To do:
Could you report every line from the entries that includes the word "below"?

Supplied data:

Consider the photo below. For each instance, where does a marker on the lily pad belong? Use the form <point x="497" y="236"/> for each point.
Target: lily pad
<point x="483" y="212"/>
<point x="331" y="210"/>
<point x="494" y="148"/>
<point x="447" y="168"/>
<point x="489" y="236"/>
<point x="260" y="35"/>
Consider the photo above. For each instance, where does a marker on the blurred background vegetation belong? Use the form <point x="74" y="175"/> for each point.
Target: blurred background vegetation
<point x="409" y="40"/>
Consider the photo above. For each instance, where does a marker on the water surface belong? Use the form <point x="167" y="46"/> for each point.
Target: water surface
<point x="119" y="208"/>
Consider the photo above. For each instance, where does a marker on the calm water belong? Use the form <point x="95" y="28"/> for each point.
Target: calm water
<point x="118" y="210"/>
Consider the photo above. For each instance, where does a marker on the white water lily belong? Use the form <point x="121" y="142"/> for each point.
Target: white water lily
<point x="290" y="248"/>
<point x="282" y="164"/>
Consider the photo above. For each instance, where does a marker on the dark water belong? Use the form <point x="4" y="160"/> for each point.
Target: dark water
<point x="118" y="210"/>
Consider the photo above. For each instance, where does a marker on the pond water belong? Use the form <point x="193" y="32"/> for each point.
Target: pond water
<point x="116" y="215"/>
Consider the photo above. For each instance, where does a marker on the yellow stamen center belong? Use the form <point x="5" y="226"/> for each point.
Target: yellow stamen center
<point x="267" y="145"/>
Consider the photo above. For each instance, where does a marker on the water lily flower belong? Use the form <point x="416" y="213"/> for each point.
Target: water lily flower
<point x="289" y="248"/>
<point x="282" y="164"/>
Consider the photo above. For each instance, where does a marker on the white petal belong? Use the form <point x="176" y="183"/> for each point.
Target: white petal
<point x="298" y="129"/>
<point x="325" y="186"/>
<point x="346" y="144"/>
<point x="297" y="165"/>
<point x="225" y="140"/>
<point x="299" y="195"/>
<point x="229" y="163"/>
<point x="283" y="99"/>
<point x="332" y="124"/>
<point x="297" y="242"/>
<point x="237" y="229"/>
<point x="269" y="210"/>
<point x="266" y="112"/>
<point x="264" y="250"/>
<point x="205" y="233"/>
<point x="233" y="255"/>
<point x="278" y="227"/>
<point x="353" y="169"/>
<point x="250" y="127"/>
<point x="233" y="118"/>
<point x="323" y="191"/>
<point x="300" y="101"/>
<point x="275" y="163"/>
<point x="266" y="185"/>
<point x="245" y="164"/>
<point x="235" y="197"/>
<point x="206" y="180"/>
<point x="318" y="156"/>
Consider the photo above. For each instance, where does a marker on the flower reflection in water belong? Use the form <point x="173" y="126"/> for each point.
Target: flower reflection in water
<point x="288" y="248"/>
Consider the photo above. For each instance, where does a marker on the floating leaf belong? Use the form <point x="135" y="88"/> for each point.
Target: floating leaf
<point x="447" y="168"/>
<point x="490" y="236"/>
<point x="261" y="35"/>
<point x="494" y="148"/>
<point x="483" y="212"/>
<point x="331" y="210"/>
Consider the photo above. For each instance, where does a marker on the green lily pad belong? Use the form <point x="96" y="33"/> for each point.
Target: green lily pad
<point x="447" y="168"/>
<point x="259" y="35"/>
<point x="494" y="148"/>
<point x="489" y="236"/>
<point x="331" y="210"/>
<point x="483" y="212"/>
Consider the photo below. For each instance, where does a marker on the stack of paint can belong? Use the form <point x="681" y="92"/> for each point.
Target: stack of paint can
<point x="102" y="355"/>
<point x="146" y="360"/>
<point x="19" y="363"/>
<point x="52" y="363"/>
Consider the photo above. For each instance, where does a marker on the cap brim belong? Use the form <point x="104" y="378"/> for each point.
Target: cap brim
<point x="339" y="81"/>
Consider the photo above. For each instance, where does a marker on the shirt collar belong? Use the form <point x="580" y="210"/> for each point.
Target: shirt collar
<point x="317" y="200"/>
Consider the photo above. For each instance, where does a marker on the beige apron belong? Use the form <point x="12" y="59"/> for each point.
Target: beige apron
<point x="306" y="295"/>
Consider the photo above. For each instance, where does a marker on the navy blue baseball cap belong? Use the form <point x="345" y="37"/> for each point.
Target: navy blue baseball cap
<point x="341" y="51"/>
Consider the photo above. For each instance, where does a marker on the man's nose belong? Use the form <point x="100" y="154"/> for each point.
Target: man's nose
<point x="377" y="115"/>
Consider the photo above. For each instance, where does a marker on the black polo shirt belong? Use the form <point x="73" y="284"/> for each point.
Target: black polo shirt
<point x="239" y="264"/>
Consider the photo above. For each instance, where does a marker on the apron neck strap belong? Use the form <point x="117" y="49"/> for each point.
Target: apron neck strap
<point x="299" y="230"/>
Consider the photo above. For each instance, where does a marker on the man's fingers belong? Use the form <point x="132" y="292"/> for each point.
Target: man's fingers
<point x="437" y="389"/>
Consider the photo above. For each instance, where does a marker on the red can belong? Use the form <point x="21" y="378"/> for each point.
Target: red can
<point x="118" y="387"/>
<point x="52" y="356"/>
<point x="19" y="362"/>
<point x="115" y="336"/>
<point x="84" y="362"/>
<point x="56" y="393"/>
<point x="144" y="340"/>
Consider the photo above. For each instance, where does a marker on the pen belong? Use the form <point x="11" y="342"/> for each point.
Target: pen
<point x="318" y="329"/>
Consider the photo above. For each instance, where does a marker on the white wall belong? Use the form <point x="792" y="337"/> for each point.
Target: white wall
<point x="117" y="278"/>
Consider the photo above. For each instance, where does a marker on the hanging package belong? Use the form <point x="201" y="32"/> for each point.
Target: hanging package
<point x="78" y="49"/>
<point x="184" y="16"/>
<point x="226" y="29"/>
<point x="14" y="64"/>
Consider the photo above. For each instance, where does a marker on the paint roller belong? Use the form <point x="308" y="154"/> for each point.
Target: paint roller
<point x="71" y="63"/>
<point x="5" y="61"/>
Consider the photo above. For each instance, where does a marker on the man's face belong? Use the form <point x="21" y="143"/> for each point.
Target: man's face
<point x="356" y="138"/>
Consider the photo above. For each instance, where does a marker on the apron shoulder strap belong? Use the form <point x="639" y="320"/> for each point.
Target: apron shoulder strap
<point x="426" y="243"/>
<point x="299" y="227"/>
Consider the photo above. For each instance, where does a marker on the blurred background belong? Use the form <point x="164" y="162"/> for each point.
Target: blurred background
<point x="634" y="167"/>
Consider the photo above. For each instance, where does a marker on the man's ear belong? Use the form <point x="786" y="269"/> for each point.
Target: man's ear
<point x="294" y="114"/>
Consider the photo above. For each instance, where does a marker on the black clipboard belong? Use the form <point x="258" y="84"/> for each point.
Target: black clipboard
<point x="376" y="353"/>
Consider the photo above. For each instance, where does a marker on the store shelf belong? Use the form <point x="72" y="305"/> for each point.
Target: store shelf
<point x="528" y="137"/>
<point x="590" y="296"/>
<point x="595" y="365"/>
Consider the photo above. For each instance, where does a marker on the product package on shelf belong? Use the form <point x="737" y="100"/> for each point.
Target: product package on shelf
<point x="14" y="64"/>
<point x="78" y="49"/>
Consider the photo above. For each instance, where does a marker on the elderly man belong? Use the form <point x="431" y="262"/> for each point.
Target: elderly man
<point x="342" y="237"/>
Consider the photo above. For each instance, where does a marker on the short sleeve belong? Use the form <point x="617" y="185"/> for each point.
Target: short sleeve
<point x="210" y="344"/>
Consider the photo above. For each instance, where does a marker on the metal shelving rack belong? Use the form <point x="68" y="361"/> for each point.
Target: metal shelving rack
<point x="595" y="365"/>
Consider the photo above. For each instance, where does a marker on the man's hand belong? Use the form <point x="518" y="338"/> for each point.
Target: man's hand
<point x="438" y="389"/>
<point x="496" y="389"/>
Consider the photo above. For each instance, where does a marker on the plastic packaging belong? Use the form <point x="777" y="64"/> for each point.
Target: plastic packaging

Result:
Consider the photo below. For each instance, where does a marker on the lily pad belong? Use the form <point x="497" y="236"/> for each point.
Consider the photo below. For each instance, where does a marker on the stack of paint can belong? Use the form <point x="681" y="92"/> for each point.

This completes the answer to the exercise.